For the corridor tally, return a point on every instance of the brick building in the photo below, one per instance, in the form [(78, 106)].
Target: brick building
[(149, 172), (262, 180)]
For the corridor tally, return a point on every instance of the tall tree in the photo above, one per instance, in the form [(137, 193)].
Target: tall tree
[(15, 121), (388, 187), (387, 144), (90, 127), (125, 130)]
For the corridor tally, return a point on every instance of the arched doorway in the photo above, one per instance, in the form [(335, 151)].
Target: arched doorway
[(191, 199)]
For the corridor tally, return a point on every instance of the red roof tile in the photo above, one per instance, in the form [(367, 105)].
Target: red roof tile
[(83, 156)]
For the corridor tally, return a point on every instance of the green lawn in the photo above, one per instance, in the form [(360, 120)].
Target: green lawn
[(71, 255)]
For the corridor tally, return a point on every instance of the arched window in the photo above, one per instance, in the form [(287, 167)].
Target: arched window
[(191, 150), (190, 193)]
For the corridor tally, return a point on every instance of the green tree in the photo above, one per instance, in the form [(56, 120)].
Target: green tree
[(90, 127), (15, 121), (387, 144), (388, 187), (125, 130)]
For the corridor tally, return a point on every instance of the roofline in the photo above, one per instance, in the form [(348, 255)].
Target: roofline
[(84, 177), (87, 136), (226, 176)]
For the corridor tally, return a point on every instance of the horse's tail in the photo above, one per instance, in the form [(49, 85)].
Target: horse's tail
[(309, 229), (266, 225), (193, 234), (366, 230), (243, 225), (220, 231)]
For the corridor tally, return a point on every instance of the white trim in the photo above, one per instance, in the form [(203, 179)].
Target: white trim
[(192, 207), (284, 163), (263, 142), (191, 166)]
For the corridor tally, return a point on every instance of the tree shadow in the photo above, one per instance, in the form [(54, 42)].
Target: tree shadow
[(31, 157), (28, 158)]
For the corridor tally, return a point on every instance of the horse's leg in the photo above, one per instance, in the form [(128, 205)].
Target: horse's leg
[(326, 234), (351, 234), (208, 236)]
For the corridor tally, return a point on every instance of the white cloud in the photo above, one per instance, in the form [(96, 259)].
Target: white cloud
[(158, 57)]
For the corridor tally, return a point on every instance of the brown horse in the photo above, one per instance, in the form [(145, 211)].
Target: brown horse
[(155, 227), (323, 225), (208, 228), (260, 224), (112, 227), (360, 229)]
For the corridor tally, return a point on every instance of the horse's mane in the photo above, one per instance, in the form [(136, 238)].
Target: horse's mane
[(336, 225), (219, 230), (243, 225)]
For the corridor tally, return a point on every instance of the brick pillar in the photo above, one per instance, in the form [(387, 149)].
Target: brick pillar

• _To do_
Working from the records above, write out verbatim only the lines from the line containing "form [(56, 120)]." through the line containing "form [(203, 179)].".

• _Result_
For the corridor tally, return a point on every instance of the green tree in the photo above, one per instance, in the form [(56, 120)].
Target: green tree
[(90, 127), (15, 121), (387, 144), (388, 187), (125, 130)]
For the corridor tally, return a point on every instance of the roofline in the photo above, one per instance, in the form [(348, 255)].
Target: roofline
[(84, 177), (87, 136), (226, 176)]
For the corridor tally, return a point on every instance of the horse's tail in the photo above, one per instance, in the form [(49, 85)].
Target: horse's tail
[(309, 229), (266, 225), (193, 234), (366, 230), (243, 225), (220, 231)]
For the corridor tally, return a point on every instance of the white trim in the photo above, one per instance, in the form [(203, 179)].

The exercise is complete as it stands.